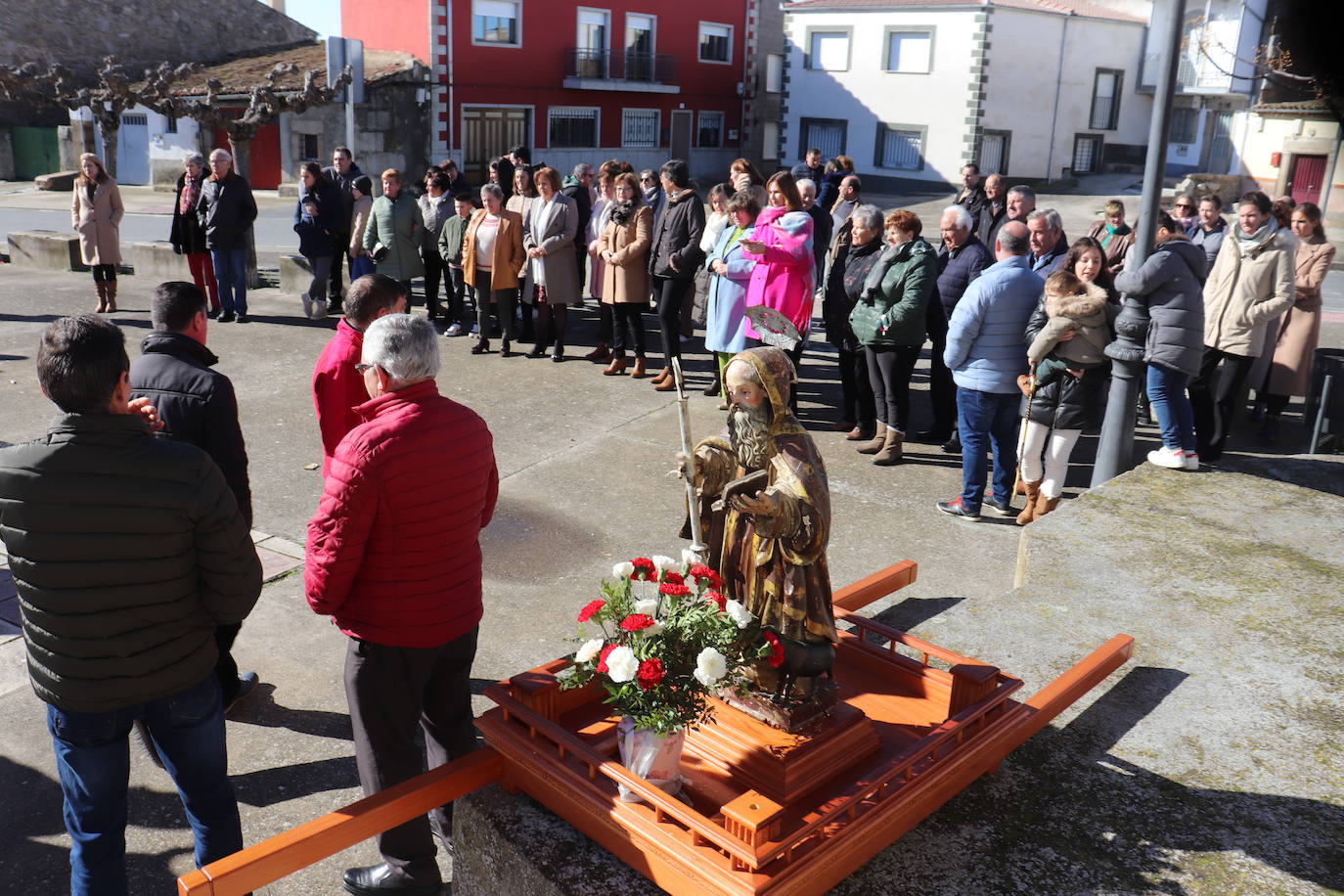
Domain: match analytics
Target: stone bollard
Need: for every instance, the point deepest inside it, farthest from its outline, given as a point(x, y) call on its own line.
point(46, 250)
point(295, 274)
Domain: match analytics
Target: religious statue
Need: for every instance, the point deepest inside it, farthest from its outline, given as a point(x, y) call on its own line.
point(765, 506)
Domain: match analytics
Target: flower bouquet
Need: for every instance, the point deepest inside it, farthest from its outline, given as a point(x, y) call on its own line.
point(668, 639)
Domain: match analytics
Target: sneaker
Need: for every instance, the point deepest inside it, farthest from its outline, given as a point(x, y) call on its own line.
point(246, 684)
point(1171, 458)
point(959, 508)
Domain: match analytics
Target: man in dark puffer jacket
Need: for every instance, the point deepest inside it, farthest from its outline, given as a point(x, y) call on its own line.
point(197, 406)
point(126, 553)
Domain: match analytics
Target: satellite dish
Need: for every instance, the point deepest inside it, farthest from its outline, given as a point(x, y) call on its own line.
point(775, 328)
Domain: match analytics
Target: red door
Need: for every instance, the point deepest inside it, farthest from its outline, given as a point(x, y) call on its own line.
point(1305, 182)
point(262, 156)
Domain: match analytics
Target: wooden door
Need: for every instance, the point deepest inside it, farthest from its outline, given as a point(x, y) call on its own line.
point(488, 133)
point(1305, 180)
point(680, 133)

===============

**Your assignment:**
Exactly as written, reproduce the lines from the beginning of the material through the line with "Target: religious statue", and skip any picture.

**Reply:**
Domain: match analytics
Target: stone bollard
Need: for every instance, the point deepest inside it, farthest from its outline, given as a point(x, y) call on its own line.
point(46, 250)
point(295, 274)
Domain: match analytics
Target: religious statue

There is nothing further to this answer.